▸ **WORK TO COMPLETE**:
• 1. From the Victoria Market passage, write out the words starting at "The first full" and ending at "same sentence? Honestly.".
• 2. Condense the paragraph in the Victoria Market passage that opens with "The market was large" into a shorter version that keeps its main facts.

▸ **SOURCE EXTRACT**:
•••
The first full day I trotted after a couple of Kiwi girls along with a german guy called Kristoff, under the vague notion of seeing something but mostly to watch these two girls struggle with their bags on and off various trams and trains, because I'm a sick bastard at heart. They were relocating from our original hostel to another, and had planned to go to Victoria Market right after, something I desperately needed to do myself because I had no coat, no jacket and no sweatshirts, jumpers, warm layers, common sense or brains. I simply had not thought to check the temperature locally and had only the vaguest sense that it was actually Winter. Well when did you ever see the words `Australia` and `cold` in the same sentence? Honestly.

The market was large and, by comparison to every other market and car boot sale I have ever been too, a proper marvel of mercantile endeavour, with new and interesting, or at least only a little bit shit stuff on every stall, but to a local I'm sure it's just the same old tat all over. Nonetheless there were large, well-laid-out stalls for everything from shoes to kid's toys to naff memorobilia of the `flags and fluffy animals` school of tourist junk, and at least a dozen places selling bad leather jackets staffed by the kind of 50's throwback wideboys you would only expect. There still did seem to be though, mixed in between the thinning teddy-boy haircuts and entire stalls of pink furry mufflers (quite how or why these things are allowed I'm not sure) some items of actual value and interest. I made a pair of shoes my own, and pretended to be interested in the jackets just to hear the stallholder's patter, and prove once and for all that a market wideboy is a market wideboy, and you can put as many ocean's between them as you like; there still ain't no difference.
•••
▸ **SUPPLIED ENTRIES**:
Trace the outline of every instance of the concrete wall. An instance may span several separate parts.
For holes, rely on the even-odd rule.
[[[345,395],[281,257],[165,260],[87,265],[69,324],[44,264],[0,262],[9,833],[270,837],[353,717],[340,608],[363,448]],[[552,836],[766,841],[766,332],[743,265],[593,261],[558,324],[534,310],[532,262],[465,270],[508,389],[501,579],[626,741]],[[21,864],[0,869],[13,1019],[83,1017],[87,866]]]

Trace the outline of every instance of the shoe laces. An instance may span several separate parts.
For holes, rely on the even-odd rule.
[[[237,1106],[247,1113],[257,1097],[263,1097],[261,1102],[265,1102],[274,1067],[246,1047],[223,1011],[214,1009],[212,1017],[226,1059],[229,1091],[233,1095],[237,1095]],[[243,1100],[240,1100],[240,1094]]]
•••
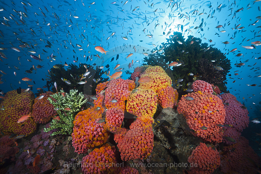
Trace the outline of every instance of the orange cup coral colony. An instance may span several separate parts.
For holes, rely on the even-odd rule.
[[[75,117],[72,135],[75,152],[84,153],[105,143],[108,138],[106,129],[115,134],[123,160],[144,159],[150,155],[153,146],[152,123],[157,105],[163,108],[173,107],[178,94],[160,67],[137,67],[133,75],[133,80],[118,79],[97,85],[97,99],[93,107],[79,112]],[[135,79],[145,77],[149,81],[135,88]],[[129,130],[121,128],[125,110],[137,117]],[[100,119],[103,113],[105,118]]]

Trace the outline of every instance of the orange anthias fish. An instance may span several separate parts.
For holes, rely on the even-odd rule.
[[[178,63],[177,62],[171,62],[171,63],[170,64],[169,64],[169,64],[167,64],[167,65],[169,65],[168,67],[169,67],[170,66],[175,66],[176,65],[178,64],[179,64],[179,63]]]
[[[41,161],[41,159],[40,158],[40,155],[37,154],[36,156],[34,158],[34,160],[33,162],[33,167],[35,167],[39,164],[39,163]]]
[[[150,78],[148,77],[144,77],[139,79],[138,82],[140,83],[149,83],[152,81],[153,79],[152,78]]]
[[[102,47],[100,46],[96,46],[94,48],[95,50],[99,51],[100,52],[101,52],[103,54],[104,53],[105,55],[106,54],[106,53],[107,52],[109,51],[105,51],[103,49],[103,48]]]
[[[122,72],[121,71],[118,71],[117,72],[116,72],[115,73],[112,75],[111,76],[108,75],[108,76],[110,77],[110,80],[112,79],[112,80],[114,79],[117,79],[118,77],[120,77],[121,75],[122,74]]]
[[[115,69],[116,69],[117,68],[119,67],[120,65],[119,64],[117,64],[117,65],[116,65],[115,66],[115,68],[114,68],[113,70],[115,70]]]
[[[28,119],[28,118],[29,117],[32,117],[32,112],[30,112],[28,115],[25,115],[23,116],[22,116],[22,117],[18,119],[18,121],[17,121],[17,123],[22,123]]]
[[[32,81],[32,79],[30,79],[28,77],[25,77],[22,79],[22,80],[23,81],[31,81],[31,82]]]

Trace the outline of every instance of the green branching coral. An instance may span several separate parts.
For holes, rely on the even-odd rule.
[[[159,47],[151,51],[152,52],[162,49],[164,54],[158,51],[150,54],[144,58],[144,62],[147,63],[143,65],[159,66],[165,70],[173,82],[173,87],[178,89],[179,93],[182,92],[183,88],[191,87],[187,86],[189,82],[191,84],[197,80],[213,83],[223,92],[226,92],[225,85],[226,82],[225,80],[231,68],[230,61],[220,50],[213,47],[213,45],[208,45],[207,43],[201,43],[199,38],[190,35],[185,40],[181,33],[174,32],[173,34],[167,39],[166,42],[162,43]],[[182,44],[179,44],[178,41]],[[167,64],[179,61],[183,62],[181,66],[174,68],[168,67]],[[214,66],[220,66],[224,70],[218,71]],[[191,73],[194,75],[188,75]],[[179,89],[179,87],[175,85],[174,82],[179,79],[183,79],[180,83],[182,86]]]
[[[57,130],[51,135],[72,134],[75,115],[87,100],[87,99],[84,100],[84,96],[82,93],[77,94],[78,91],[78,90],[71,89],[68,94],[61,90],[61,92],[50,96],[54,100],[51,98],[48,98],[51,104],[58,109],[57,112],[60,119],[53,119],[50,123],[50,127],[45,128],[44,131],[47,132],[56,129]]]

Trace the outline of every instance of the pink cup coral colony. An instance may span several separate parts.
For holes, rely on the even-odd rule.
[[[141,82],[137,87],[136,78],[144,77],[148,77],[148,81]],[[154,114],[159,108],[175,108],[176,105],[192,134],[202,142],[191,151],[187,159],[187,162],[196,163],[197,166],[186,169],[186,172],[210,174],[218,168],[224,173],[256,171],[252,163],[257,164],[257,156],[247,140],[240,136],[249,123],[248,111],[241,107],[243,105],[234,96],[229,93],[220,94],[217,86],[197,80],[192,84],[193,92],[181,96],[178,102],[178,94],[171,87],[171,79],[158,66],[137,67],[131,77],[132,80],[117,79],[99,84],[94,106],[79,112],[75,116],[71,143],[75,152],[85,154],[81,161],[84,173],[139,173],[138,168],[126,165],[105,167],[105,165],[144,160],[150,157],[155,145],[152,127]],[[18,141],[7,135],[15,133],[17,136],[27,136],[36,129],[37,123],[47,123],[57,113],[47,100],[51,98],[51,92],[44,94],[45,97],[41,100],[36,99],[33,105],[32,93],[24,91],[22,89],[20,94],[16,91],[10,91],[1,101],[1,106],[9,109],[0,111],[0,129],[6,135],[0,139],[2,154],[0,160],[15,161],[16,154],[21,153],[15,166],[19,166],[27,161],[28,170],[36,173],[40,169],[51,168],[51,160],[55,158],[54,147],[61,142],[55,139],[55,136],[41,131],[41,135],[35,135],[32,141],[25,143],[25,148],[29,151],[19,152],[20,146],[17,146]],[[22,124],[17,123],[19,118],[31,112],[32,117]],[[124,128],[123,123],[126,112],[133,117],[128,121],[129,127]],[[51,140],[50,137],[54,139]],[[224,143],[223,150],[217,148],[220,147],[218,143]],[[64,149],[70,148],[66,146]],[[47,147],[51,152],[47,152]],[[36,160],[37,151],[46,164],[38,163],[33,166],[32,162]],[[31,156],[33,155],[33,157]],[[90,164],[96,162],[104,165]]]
•••
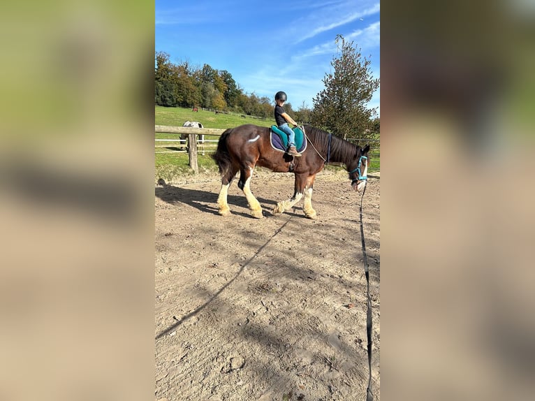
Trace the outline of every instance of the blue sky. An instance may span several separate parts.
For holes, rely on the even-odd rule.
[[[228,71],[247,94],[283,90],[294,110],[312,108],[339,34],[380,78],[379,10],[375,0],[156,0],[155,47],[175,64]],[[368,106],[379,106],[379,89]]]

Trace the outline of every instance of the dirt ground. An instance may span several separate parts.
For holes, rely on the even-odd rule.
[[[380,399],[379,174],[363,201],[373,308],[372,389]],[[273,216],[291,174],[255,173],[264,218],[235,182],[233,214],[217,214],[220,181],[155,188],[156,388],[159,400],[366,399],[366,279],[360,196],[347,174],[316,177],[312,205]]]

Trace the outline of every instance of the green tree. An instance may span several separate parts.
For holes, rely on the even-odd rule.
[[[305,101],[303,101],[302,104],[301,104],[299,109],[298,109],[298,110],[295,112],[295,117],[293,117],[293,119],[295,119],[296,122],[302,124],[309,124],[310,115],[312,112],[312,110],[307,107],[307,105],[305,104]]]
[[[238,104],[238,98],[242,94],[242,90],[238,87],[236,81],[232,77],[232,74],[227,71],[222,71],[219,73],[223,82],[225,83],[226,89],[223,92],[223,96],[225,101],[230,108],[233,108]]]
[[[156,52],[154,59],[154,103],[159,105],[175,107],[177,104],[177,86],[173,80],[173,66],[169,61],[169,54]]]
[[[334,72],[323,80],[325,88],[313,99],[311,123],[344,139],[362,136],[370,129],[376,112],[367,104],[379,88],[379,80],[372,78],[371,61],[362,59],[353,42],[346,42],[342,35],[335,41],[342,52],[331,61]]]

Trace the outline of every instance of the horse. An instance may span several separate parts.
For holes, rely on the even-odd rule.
•••
▸ **EXPECTED RESPONSES**:
• 1.
The first full day I trotted after a couple of Kiwi girls along with a german guy called Kristoff, under the vague notion of seeing something but mostly to watch these two girls struggle with their bags on and off various trams and trains, because I'm a sick bastard at heart. They were relocating from our original hostel to another, and had planned to go to Victoria Market right after, something I desperately needed to do myself because I had no coat, no jacket and no sweatshirts, jumpers, warm layers, common sense or brains. I simply had not thought to check the temperature locally and had only the vaguest sense that it was actually Winter. Well when did you ever see the words `Australia` and `cold` in the same sentence? Honestly.

• 2. The market was large and, compared with every other market and car boot sale the writer had been to, impressive. Every stall had new and interesting things, though a local would likely see the same old tat. Large, well-laid-out stalls sold everything from shoes and kid's toys to flag-and-fluffy-animal tourist memorabilia. At least a dozen stalls sold bad leather jackets and were staffed by 50's throwback wideboys. Among these and whole stalls of pink furry mufflers were some items of real value and interest. The writer bought a pair of shoes and feigned interest in the jackets to hear the stallholder's patter. That confirmed that a market wideboy is the same no matter how many oceans lie between them.